• КОРОТКОЕ УПРАЖНЕНИЕ: Выпишите из записей ниже каждую строку, где встречается слово «hair».

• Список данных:
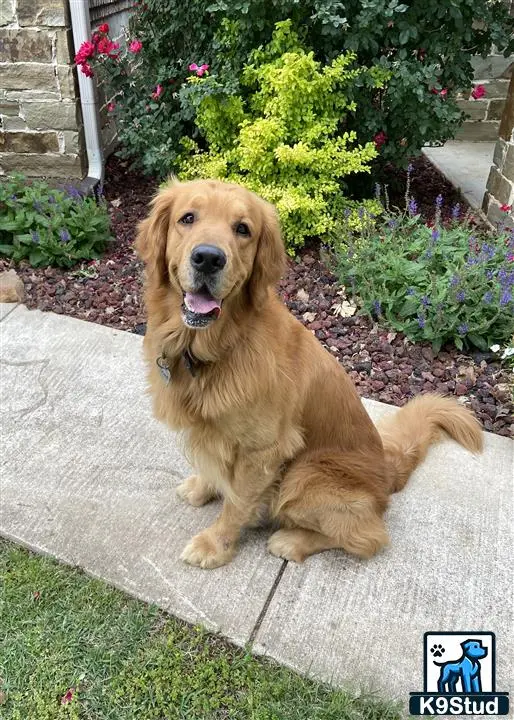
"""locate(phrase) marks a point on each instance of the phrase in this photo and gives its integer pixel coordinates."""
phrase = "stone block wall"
(40, 122)
(485, 114)
(500, 184)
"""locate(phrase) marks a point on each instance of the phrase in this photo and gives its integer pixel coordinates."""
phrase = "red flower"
(157, 92)
(86, 51)
(135, 46)
(478, 92)
(379, 139)
(87, 69)
(107, 47)
(68, 696)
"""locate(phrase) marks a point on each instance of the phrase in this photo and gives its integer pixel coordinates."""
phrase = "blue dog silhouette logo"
(459, 676)
(466, 670)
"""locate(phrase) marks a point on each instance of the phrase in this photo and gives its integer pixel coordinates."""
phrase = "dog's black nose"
(208, 259)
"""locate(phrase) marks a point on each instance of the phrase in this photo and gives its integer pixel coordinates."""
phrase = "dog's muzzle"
(201, 307)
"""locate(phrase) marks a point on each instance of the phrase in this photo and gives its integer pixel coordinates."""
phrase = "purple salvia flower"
(506, 297)
(65, 236)
(456, 211)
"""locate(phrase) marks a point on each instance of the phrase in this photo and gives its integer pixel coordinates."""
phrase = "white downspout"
(81, 26)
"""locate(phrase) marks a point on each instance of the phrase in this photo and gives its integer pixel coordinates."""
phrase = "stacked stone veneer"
(484, 115)
(500, 184)
(39, 109)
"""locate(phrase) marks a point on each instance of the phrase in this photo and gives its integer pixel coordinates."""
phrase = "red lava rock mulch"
(382, 364)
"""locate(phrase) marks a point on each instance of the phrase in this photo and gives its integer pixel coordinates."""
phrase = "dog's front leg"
(217, 545)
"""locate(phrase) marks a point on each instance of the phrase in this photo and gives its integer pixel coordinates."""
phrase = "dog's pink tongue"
(201, 303)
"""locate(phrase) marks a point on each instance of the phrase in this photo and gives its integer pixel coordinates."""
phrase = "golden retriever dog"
(272, 421)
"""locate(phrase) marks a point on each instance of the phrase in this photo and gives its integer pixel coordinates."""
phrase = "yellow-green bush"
(284, 137)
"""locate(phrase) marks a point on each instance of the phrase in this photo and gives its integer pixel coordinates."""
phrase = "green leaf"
(478, 341)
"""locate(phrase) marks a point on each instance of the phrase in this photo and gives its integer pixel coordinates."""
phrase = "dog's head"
(210, 242)
(474, 649)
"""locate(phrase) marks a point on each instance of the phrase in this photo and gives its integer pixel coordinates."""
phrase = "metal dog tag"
(164, 369)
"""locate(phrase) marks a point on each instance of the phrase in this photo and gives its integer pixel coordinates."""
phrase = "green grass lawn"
(72, 647)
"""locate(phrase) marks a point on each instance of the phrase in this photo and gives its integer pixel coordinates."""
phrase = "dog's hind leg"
(323, 505)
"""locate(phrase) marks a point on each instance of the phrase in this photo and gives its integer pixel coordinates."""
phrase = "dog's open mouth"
(200, 308)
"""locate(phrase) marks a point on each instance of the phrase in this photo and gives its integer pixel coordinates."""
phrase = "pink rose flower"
(157, 92)
(86, 51)
(478, 92)
(135, 46)
(198, 69)
(87, 69)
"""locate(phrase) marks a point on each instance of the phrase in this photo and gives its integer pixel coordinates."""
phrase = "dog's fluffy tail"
(410, 432)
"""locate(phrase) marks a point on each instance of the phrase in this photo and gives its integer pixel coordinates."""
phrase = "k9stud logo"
(459, 673)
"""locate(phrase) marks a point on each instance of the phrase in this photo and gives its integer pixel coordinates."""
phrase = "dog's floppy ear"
(270, 257)
(152, 235)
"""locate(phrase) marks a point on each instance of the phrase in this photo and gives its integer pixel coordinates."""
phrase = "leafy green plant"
(448, 282)
(425, 45)
(286, 141)
(49, 226)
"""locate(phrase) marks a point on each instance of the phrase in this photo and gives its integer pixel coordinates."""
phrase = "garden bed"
(383, 365)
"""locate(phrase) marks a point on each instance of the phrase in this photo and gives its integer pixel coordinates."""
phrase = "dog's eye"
(242, 229)
(187, 219)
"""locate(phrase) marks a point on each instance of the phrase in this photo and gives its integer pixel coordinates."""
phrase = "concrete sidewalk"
(88, 476)
(466, 165)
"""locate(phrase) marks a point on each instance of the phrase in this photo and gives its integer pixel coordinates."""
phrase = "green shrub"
(286, 141)
(425, 46)
(449, 282)
(50, 227)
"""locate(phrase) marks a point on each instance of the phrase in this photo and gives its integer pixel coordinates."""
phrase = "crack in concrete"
(267, 603)
(44, 388)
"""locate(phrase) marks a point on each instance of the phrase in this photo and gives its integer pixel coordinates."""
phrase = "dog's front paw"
(206, 551)
(284, 544)
(195, 491)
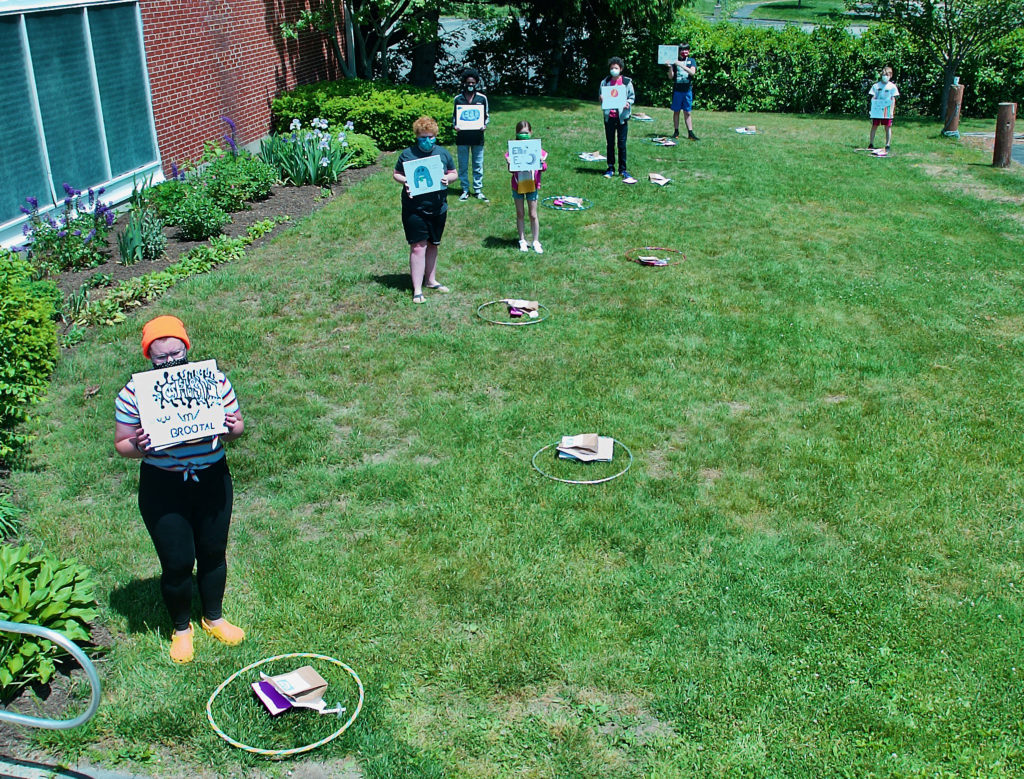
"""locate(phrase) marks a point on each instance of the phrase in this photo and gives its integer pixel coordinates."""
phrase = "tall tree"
(949, 31)
(370, 29)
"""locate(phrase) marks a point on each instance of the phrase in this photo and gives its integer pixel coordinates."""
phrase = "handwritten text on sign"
(524, 155)
(424, 175)
(181, 403)
(613, 97)
(668, 54)
(469, 117)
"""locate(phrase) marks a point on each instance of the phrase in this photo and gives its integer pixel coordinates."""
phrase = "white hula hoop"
(581, 481)
(527, 320)
(297, 749)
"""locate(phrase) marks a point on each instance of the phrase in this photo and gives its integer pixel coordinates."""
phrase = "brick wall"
(210, 58)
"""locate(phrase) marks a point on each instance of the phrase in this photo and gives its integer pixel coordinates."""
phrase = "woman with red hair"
(423, 217)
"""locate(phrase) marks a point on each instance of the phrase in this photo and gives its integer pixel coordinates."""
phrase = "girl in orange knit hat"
(184, 495)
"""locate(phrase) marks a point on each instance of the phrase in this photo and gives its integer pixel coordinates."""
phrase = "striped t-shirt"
(182, 458)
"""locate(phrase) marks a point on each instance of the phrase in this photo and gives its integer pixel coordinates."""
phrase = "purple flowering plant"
(72, 236)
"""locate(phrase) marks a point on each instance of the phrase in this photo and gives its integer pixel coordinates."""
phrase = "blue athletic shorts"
(682, 100)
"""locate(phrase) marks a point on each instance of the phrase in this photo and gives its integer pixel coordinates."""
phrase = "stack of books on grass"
(587, 447)
(302, 688)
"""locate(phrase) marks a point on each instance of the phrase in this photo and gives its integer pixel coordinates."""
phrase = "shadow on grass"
(140, 603)
(400, 282)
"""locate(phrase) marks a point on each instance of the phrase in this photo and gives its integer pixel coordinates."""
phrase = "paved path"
(742, 15)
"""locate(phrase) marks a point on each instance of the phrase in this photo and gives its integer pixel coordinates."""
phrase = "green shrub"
(235, 178)
(166, 198)
(198, 216)
(28, 348)
(384, 112)
(43, 591)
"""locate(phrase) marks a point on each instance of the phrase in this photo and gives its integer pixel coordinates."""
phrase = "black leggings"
(187, 521)
(612, 128)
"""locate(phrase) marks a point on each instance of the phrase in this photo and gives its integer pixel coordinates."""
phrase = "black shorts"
(420, 227)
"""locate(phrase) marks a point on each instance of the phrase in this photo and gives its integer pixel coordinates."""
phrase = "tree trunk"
(557, 60)
(424, 72)
(948, 74)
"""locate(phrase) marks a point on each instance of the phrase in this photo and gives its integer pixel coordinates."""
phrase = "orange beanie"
(163, 327)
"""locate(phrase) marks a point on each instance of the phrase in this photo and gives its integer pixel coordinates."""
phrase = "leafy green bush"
(28, 348)
(198, 216)
(43, 591)
(384, 112)
(142, 237)
(364, 150)
(235, 178)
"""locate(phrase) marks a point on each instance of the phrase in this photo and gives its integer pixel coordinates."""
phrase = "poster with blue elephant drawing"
(524, 155)
(469, 117)
(424, 175)
(180, 404)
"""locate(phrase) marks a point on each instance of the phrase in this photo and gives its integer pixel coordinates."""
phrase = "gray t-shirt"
(683, 81)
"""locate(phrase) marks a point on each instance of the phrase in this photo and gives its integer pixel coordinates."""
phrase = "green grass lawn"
(812, 569)
(814, 11)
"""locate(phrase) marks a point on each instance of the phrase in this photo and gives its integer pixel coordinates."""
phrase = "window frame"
(119, 187)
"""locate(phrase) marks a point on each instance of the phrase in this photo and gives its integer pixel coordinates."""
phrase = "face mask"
(173, 362)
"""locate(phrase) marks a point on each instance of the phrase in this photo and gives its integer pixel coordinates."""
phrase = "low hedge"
(28, 347)
(384, 112)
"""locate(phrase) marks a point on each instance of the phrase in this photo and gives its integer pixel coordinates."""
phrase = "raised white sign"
(524, 155)
(180, 404)
(424, 175)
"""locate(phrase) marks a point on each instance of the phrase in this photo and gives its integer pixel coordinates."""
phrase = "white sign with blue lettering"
(180, 404)
(424, 175)
(613, 97)
(524, 155)
(469, 117)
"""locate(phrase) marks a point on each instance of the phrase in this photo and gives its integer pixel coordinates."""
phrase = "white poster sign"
(469, 117)
(882, 106)
(424, 175)
(613, 97)
(180, 404)
(668, 54)
(524, 155)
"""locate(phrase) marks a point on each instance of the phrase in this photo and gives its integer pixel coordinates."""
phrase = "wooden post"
(952, 109)
(1005, 134)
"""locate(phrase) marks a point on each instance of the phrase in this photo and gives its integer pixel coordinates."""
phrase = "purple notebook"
(269, 697)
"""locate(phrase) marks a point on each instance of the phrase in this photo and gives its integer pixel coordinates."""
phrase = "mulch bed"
(294, 202)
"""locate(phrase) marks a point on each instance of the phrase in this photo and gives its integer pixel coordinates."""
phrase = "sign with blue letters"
(524, 155)
(469, 117)
(424, 175)
(180, 404)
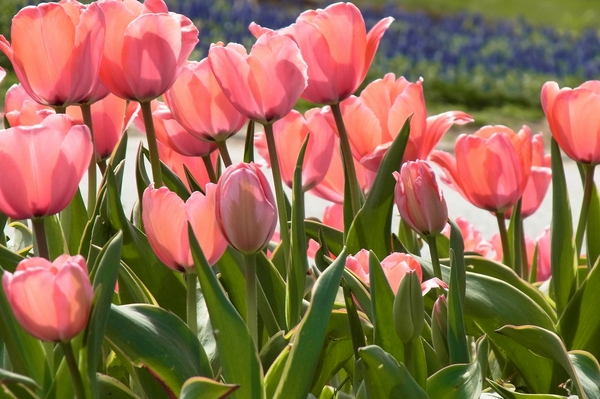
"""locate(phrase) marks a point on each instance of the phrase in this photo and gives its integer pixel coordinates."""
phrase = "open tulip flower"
(60, 68)
(51, 300)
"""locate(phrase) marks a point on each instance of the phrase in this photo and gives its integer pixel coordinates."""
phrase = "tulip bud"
(52, 301)
(408, 309)
(245, 207)
(419, 200)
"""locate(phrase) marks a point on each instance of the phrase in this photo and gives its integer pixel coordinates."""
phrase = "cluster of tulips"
(320, 308)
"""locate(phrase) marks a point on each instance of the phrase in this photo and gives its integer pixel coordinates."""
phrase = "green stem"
(73, 369)
(86, 110)
(279, 194)
(152, 145)
(222, 146)
(347, 158)
(588, 188)
(251, 307)
(41, 243)
(192, 302)
(506, 257)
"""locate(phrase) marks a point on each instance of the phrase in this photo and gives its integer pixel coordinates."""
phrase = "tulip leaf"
(373, 223)
(237, 351)
(562, 247)
(385, 377)
(309, 337)
(153, 338)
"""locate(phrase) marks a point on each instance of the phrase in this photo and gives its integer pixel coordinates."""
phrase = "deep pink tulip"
(419, 199)
(51, 301)
(166, 215)
(574, 119)
(264, 85)
(46, 164)
(146, 48)
(289, 133)
(374, 119)
(56, 51)
(491, 168)
(337, 48)
(200, 106)
(246, 209)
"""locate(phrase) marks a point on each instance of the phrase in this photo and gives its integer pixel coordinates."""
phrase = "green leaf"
(310, 335)
(204, 388)
(237, 351)
(151, 337)
(373, 223)
(385, 378)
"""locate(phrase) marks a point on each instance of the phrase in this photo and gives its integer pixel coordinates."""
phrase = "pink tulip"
(289, 133)
(46, 164)
(166, 215)
(491, 168)
(246, 210)
(337, 48)
(146, 48)
(51, 301)
(200, 106)
(57, 50)
(265, 85)
(419, 200)
(574, 119)
(374, 119)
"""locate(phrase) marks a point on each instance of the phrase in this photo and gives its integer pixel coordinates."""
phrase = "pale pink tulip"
(419, 199)
(264, 85)
(289, 133)
(574, 119)
(200, 106)
(246, 209)
(491, 168)
(56, 51)
(337, 48)
(46, 164)
(51, 301)
(146, 48)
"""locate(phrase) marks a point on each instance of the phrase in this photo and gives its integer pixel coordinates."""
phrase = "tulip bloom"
(146, 48)
(56, 51)
(375, 118)
(46, 164)
(491, 168)
(246, 210)
(574, 119)
(419, 200)
(165, 218)
(337, 48)
(264, 85)
(51, 301)
(290, 133)
(200, 106)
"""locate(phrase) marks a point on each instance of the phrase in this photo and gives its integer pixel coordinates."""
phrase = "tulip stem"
(152, 145)
(506, 258)
(192, 302)
(348, 159)
(588, 188)
(222, 146)
(279, 194)
(210, 170)
(86, 110)
(41, 243)
(73, 369)
(251, 307)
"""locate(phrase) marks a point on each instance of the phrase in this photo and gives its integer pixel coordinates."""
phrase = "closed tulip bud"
(245, 206)
(419, 199)
(52, 301)
(408, 312)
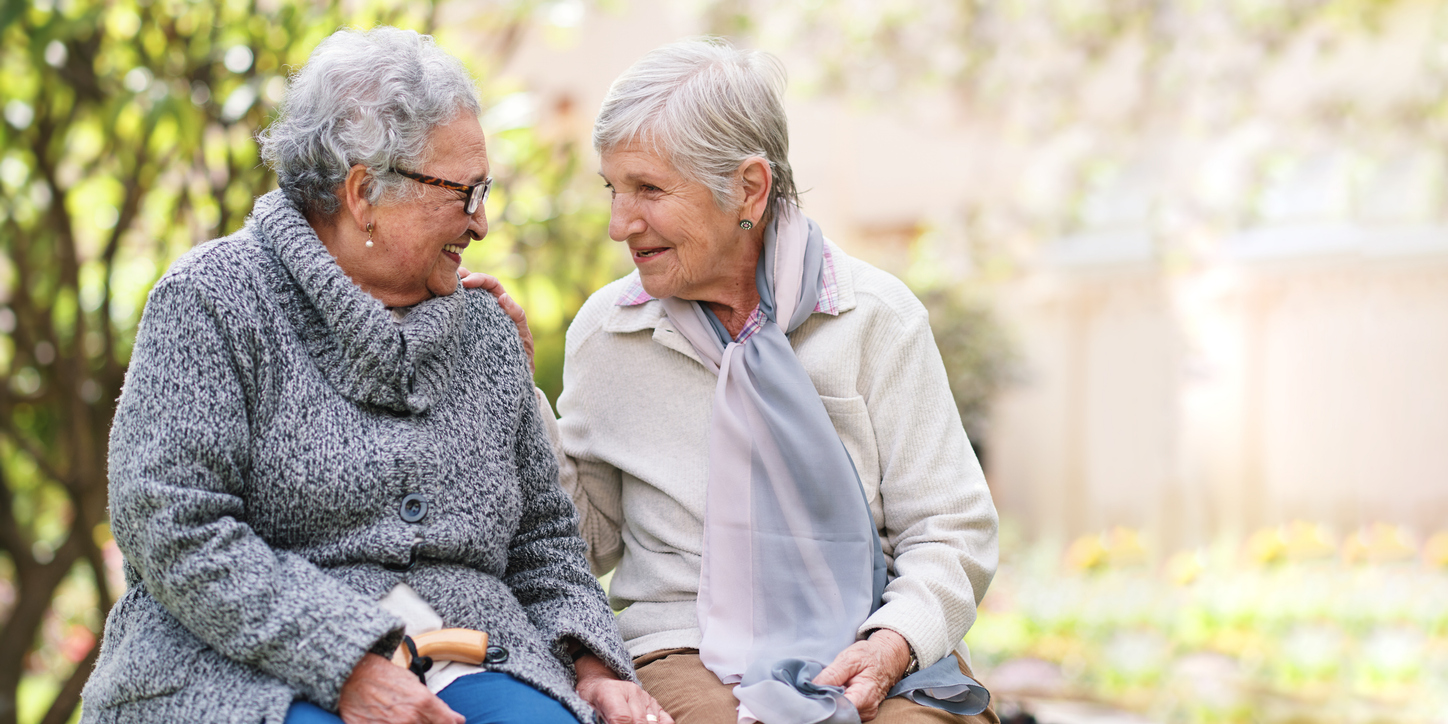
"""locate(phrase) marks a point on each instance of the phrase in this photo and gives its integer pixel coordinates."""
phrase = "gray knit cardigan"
(274, 419)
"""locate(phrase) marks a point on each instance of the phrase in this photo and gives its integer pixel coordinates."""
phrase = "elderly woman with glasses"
(325, 449)
(758, 429)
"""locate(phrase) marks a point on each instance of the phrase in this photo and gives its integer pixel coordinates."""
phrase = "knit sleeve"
(178, 480)
(940, 523)
(597, 491)
(546, 568)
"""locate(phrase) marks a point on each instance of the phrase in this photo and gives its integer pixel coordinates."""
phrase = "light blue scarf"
(792, 561)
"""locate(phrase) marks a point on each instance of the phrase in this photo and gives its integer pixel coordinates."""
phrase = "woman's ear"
(758, 180)
(354, 196)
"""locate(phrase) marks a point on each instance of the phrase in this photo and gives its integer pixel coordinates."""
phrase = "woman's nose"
(478, 223)
(623, 220)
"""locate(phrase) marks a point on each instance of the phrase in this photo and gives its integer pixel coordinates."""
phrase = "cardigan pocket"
(852, 422)
(146, 650)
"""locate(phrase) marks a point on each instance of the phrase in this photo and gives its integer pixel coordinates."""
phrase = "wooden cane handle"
(448, 645)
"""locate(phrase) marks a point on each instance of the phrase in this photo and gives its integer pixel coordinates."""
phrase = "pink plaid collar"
(633, 296)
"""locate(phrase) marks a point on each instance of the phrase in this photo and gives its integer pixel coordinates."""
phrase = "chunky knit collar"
(367, 355)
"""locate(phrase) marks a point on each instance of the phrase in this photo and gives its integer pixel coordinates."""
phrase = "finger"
(480, 280)
(866, 698)
(511, 307)
(839, 672)
(617, 708)
(658, 711)
(438, 713)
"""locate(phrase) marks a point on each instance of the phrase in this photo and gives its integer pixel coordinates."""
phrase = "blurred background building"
(1214, 229)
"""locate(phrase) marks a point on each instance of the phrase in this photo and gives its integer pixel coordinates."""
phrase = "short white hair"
(367, 97)
(707, 107)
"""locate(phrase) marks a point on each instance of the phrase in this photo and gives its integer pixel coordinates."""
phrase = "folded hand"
(868, 669)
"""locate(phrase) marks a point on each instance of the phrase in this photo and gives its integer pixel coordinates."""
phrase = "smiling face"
(417, 241)
(682, 243)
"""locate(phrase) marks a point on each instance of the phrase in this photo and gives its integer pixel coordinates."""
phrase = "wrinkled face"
(419, 239)
(682, 243)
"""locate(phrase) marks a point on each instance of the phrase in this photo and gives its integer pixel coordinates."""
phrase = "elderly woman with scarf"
(322, 443)
(758, 429)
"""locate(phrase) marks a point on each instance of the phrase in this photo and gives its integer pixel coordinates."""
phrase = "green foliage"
(1318, 633)
(549, 242)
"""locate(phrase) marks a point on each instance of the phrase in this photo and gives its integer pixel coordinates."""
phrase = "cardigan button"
(414, 507)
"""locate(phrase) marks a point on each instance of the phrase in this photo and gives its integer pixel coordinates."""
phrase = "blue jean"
(484, 698)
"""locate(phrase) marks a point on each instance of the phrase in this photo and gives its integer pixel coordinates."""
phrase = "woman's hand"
(617, 701)
(381, 692)
(520, 319)
(868, 669)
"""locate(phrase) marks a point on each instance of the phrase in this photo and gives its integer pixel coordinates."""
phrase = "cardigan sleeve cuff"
(323, 661)
(921, 626)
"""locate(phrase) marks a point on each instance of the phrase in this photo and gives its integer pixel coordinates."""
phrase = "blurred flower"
(1298, 540)
(1435, 553)
(1115, 548)
(1086, 553)
(1379, 543)
(1185, 566)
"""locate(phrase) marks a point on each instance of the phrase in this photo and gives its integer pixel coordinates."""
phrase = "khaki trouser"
(691, 694)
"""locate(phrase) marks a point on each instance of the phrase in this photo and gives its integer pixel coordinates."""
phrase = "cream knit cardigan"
(633, 449)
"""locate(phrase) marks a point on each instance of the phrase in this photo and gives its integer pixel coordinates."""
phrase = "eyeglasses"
(477, 194)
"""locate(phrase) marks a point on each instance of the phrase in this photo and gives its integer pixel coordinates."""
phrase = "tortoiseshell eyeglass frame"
(477, 194)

• РЕЗУЛЬТАТ:
phrase = "woman with red hair"
phrase = "short white hair"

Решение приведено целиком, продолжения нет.